## START Reading text

Sorry for the long message. Here is a shorter example with the same result:

mat <- as.matrix(iris[,1:4])
mat_scaled <- scale(mat)

irlba::irlba(
  A      = mat_scaled,
  nv     = 3,
  center = FALSE,
  scale  = FALSE
)$d
#> Warning in irlba::irlba(A = mat_scaled, nv = 3, center = FALSE, scale = FALSE):
#> You're computing too large a percentage of total singular values, use a standard
#> svd instead.
#> [1] 20.853205 11.670070  4.676192
irlba::irlba(
  A      = mat,
  nv     = 3,
  center = colMeans(mat),
  scale  = apply(mat, 2, sd)
)$d
#> Warning in irlba::irlba(A = mat, nv = 3, center = colMeans(mat), scale =
#> apply(mat, : You're computing too large a percentage of total singular values,
#> use a standard svd instead.
#> [1] 20.853205 11.670070  4.676192

RSpectra::svds(
  A    = mat_scaled,
  k    = 3,
  opts = list(center = FALSE, scale = FALSE)
)$d
#> [1] 20.853205 11.670070  4.676192
RSpectra::svds(
  A    = mat,
  k    = 3,
  opts = list(center = TRUE, scale = TRUE)
)$d
#> [1] 1.7083611 0.9560494 0.3830886

yixuan commented 2 years ago

Hi @slowkow, this is because the definition of scale is a bit different in RSpectra. Below is the documentation from svds():

scale Either a logical value (TRUE/FALSE), or a numeric vector of length n. If a vector s is supplied, then SVD is computed on the matrix (A - 1 c')S, where c is the centering vector and S = diag(1/s). If scale = TRUE, then the vector s is computed as the column norm of A - 1 c'. Default is FALSE.

## END Reading text
## START Recorded information

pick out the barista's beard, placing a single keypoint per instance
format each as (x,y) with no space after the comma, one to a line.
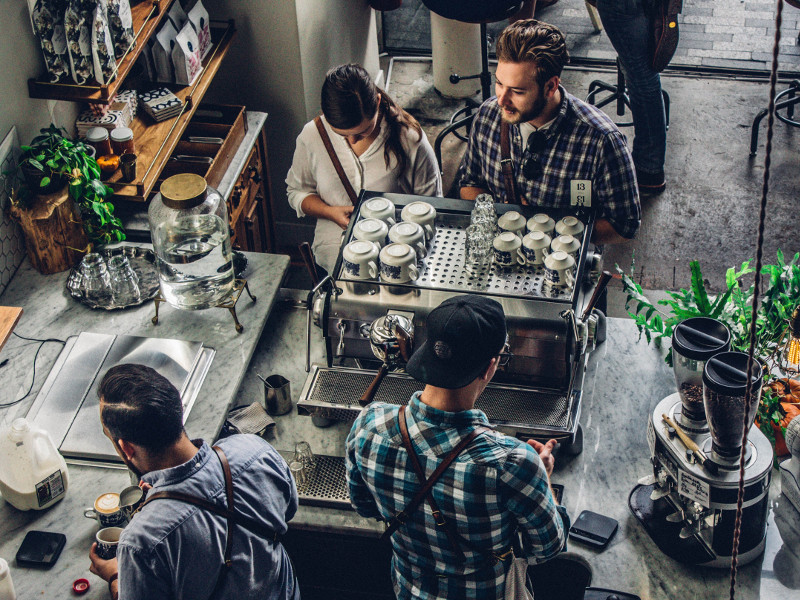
(529,115)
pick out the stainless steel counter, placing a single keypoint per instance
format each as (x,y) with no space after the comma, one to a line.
(51,312)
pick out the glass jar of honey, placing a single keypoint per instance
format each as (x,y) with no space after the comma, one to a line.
(122,141)
(97,137)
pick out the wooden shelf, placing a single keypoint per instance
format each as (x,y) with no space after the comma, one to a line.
(155,142)
(147,17)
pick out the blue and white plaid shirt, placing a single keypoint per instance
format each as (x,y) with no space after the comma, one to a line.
(582,144)
(496,486)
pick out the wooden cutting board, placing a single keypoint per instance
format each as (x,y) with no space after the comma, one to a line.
(9,316)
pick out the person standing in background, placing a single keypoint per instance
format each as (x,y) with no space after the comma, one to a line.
(628,24)
(374,144)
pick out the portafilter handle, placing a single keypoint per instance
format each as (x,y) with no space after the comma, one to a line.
(602,282)
(369,393)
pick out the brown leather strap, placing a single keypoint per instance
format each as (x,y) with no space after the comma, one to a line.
(337,164)
(507,165)
(427,485)
(228,513)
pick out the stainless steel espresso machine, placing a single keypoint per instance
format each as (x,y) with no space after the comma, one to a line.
(551,332)
(688,504)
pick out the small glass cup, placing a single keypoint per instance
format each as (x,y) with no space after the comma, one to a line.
(478,250)
(95,279)
(303,455)
(299,472)
(124,281)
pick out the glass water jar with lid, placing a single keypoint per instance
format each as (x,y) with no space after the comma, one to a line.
(694,341)
(191,239)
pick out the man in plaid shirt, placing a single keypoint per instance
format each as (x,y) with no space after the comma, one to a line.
(562,151)
(495,487)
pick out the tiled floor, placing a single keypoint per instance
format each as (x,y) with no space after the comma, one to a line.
(735,34)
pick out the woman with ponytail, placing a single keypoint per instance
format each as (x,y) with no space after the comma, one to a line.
(378,146)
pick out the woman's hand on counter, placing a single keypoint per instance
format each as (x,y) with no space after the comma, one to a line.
(314,206)
(545,452)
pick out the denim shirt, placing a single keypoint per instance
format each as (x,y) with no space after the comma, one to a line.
(172,549)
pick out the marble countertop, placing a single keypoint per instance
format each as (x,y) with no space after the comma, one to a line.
(627,378)
(51,312)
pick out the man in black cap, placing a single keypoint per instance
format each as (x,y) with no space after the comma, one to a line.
(455,541)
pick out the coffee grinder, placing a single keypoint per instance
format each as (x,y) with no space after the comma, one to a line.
(688,504)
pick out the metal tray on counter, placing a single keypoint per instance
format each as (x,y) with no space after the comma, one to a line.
(142,260)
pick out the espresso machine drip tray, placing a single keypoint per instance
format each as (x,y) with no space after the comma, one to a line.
(67,406)
(333,393)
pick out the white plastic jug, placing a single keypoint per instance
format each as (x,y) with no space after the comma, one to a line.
(33,475)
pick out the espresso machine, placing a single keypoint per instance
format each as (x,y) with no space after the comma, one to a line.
(688,504)
(371,326)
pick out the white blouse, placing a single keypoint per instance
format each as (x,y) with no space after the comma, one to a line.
(312,172)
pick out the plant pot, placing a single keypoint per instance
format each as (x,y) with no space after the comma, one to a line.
(53,229)
(33,178)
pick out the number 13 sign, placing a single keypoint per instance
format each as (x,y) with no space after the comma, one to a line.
(580,192)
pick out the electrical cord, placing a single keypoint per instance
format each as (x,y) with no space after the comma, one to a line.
(35,356)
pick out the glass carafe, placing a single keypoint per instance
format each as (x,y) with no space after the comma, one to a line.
(191,239)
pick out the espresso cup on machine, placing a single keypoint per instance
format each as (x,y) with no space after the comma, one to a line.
(536,247)
(360,260)
(399,263)
(371,230)
(558,268)
(566,243)
(542,222)
(423,214)
(508,250)
(512,221)
(412,234)
(379,208)
(106,510)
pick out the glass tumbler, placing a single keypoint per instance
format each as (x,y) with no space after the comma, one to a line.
(303,455)
(478,251)
(95,279)
(124,281)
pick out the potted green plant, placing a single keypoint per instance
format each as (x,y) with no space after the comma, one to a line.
(66,208)
(780,295)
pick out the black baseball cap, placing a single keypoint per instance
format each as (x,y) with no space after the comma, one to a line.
(464,334)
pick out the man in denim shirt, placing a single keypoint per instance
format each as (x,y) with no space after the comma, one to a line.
(497,486)
(173,549)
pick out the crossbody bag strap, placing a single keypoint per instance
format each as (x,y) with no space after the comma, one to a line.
(506,164)
(231,517)
(427,484)
(337,164)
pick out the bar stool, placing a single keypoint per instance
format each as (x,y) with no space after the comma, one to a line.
(471,11)
(618,93)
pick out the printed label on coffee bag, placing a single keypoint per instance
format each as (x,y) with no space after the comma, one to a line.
(50,488)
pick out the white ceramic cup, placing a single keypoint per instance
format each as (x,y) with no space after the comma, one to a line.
(536,247)
(360,260)
(423,214)
(411,234)
(558,268)
(371,230)
(569,226)
(513,222)
(566,243)
(541,222)
(398,263)
(378,208)
(508,250)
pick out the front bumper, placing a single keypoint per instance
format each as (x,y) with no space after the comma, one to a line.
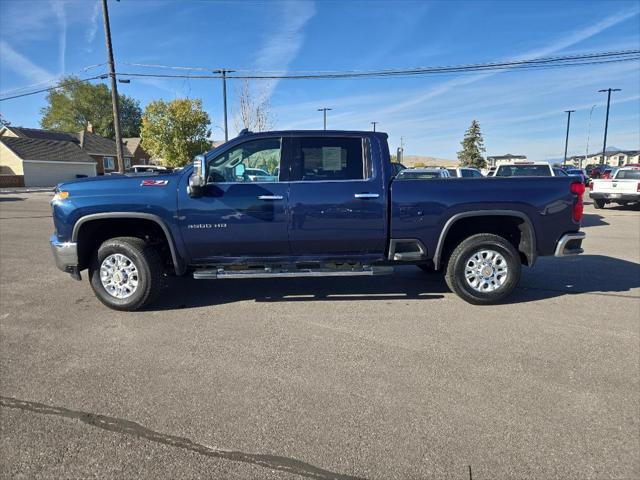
(65,255)
(570,244)
(615,197)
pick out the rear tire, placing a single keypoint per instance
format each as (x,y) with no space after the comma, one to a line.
(483,269)
(126,273)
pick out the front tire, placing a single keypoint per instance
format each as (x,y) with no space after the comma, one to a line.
(483,269)
(126,273)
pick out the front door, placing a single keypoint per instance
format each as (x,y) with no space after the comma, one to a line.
(336,198)
(243,211)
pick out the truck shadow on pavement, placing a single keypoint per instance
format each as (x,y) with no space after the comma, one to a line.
(551,277)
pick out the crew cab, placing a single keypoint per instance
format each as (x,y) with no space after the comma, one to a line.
(623,188)
(333,209)
(528,169)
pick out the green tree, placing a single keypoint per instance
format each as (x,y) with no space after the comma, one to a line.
(76,103)
(472,147)
(175,131)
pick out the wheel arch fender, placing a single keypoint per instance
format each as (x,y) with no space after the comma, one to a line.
(178,264)
(528,237)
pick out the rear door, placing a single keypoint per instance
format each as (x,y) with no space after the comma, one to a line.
(336,197)
(240,214)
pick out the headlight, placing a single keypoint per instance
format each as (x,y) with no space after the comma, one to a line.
(60,196)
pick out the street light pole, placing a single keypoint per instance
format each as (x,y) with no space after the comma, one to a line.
(566,142)
(224,72)
(324,113)
(606,121)
(114,87)
(586,154)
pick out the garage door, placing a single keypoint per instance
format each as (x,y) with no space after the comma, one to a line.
(49,174)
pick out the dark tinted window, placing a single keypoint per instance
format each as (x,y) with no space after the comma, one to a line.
(409,175)
(523,171)
(468,173)
(328,158)
(628,175)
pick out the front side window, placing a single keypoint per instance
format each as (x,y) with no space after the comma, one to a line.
(328,158)
(256,161)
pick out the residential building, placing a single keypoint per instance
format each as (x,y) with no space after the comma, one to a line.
(37,162)
(103,151)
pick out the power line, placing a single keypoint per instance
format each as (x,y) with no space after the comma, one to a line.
(280,74)
(103,76)
(514,65)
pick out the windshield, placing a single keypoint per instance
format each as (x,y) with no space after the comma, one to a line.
(628,175)
(523,171)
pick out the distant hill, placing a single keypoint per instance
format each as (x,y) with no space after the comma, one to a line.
(412,160)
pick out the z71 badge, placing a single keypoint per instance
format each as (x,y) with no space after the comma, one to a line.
(207,225)
(154,183)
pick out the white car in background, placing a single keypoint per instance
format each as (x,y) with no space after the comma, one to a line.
(623,188)
(528,169)
(464,172)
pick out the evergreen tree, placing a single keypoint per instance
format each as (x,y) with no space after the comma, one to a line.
(472,148)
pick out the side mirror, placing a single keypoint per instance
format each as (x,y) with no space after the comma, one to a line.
(197,180)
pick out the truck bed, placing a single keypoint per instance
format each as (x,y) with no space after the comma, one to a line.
(421,209)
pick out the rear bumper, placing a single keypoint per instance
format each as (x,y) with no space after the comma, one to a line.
(615,197)
(65,255)
(570,244)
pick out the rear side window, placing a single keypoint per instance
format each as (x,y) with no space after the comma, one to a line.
(628,175)
(328,158)
(468,173)
(523,171)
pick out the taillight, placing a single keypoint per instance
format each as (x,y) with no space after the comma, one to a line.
(578,208)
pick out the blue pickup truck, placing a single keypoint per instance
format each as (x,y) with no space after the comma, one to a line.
(325,203)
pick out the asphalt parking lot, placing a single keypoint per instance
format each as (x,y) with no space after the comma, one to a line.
(385,378)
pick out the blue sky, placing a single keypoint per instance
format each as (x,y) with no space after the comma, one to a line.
(519,112)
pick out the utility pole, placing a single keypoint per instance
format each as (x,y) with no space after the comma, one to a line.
(324,114)
(114,87)
(586,153)
(224,72)
(606,121)
(566,142)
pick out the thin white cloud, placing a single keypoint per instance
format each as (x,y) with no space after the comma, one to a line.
(565,42)
(92,28)
(21,65)
(284,43)
(61,15)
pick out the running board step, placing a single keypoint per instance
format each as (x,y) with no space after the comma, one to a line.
(281,273)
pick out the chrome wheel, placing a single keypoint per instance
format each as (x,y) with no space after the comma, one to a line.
(119,275)
(486,271)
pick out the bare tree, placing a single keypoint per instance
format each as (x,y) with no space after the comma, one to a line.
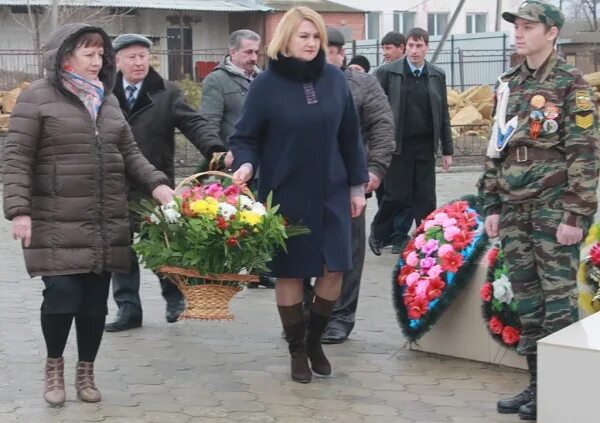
(586,10)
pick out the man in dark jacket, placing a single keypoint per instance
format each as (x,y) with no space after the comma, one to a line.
(377,129)
(153,108)
(224,91)
(422,127)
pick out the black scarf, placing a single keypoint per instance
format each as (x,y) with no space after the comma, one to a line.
(298,70)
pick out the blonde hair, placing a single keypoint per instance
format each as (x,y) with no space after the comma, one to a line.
(288,25)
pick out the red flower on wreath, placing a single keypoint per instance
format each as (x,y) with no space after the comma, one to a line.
(496,325)
(510,335)
(492,255)
(486,292)
(595,254)
(451,262)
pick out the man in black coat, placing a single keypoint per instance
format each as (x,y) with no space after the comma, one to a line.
(422,127)
(154,108)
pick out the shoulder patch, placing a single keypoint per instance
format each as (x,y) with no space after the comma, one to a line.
(583,100)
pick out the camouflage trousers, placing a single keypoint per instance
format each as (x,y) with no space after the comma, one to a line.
(542,271)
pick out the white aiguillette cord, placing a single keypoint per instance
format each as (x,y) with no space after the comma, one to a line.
(502,131)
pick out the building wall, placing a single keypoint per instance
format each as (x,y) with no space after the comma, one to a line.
(386,9)
(355,22)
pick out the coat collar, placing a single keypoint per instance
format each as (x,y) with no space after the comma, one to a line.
(153,83)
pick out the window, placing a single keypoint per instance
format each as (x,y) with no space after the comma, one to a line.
(373,25)
(437,23)
(476,22)
(404,21)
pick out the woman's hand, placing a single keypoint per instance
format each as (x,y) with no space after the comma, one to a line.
(163,194)
(243,174)
(21,228)
(357,204)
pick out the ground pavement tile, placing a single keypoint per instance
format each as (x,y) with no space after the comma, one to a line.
(186,371)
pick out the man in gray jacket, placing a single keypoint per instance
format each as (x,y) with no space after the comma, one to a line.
(377,129)
(224,91)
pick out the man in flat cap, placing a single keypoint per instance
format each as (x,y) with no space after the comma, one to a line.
(377,128)
(540,183)
(153,107)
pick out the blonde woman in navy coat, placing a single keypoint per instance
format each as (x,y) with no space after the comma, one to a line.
(299,126)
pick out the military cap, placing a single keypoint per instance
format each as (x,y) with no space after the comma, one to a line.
(335,37)
(126,40)
(537,11)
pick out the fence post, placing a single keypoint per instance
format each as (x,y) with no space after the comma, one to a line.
(452,61)
(503,52)
(461,69)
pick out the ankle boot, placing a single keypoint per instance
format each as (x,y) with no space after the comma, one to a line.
(84,383)
(292,319)
(514,404)
(320,310)
(54,385)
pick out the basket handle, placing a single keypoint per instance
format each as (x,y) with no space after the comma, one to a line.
(244,188)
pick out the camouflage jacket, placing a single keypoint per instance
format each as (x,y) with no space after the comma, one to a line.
(570,180)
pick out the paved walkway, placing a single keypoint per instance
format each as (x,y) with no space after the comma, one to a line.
(238,371)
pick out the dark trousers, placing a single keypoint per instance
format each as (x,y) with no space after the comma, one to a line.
(126,290)
(410,184)
(344,312)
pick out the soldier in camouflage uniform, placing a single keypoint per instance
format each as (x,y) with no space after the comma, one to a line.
(540,186)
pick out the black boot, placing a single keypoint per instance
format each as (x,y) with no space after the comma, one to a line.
(320,310)
(292,319)
(514,404)
(529,411)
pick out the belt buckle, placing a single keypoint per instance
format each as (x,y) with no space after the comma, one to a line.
(522,154)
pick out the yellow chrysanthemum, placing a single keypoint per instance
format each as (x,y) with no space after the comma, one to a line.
(250,217)
(204,207)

## END Recorded information

▶ **To do**
1/ According to the thread, why does the RSpectra::svds() call on the unscaled matrix with center = TRUE and scale = TRUE return different singular values from the other calls?
2/ In the thread, what is the default value of the scale argument in svds()?
3/ Reproduce the stretch of the thread from "scale Either a" through "Default is FALSE.".

▶ **Complete answers**
1/ The definition of scale is different in RSpectra. With scale = TRUE, svds() computes the scaling vector s as the column norm of A - 1 c', not as the column standard deviations that the irlba call supplies through apply(mat, 2, sd).

2/ FALSE.

3/
scale Either a logical value (TRUE/FALSE), or a numeric vector of length n. If a vector s is supplied, then SVD is computed on the matrix (A - 1 c')S, where c is the centering vector and S = diag(1/s). If scale = TRUE, then the vector s is computed as the column norm of A - 1 c'. Default is FALSE.